### What this task involves:
Print out each entry without alteration, and keep the pictures out.

(Input)

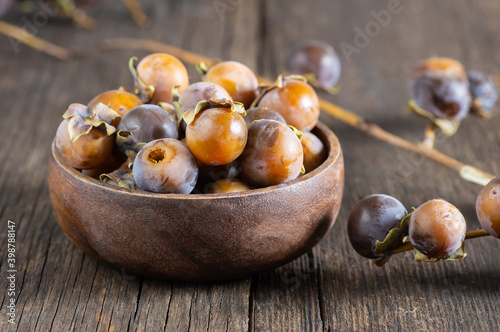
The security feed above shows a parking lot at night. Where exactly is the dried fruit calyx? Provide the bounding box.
[183,99,245,125]
[63,103,121,142]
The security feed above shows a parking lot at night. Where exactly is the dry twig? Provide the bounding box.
[119,0,148,27]
[0,20,70,60]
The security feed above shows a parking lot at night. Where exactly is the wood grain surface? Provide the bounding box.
[1,0,500,331]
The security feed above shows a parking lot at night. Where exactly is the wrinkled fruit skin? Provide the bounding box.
[257,79,320,131]
[347,194,408,259]
[179,82,232,111]
[409,199,466,259]
[205,61,258,108]
[238,119,303,188]
[116,104,178,156]
[244,107,287,128]
[411,73,471,121]
[206,178,251,194]
[301,131,326,173]
[132,139,198,194]
[137,53,189,104]
[55,119,114,170]
[476,177,500,238]
[286,40,341,89]
[468,70,498,111]
[185,108,247,166]
[87,89,142,126]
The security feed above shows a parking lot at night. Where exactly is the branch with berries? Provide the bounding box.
[348,177,500,266]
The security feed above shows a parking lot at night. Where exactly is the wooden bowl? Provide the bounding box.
[48,122,344,282]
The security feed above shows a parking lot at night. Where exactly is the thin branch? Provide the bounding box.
[119,0,148,27]
[388,228,491,255]
[317,99,495,186]
[0,20,70,60]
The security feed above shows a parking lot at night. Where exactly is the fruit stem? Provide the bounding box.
[421,123,437,149]
[465,228,491,239]
[1,34,495,185]
[128,56,154,103]
[387,228,491,255]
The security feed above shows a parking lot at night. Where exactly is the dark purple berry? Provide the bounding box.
[347,194,407,259]
[468,70,498,112]
[286,40,341,89]
[411,73,471,121]
[116,104,178,156]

(End Input)

### Answer to this exercise:
The security feed above shows a parking lot at night. Where exactly is the dried fruit calyx? Provide the bounding box.
[183,99,245,125]
[63,103,121,142]
The security feed above shows a parking lot at night. Where exactly is the dry twig? Provide the bounding box.
[119,0,148,27]
[0,20,70,60]
The security feed above shows a parking lot at night. Where exactly is the wood grain surface? Provide the bounding box.
[1,0,500,331]
The security feed above shows a parking lot at night. Where exactly is the wrinkled fruit skin? Provide the bounding box.
[257,79,320,131]
[347,194,408,259]
[179,82,232,111]
[409,199,466,259]
[205,61,258,108]
[238,119,303,188]
[116,104,178,156]
[244,107,287,128]
[411,73,471,121]
[206,178,251,194]
[301,131,326,173]
[132,139,198,194]
[137,53,189,104]
[55,119,114,170]
[476,177,500,238]
[286,40,341,89]
[468,70,498,111]
[185,108,247,166]
[87,89,142,126]
The security feed above shows a parking lot at night. Where exactly is the branch with berries? Provide the bounding box.
[348,177,500,266]
The security feed above shows a parking lot at night. Where exactly is the wooden bowl? Provide the bounding box.
[48,122,344,282]
The security feed above shows a parking lot at night. Where exactly is the thin branch? Provide the bounding box.
[119,0,148,27]
[388,228,491,255]
[317,99,495,186]
[0,20,70,60]
The security feed above shows a parking lot at night. Where exactly is the fruit stem? Provide the bounding box.
[421,123,437,149]
[465,228,491,239]
[1,34,495,185]
[128,56,154,103]
[387,228,491,255]
The security feed above shows a parking lot at night. Where exactly is the dark purple berry? Provide the bounding box.
[347,194,407,259]
[468,70,498,112]
[286,40,341,89]
[411,73,471,121]
[116,104,178,156]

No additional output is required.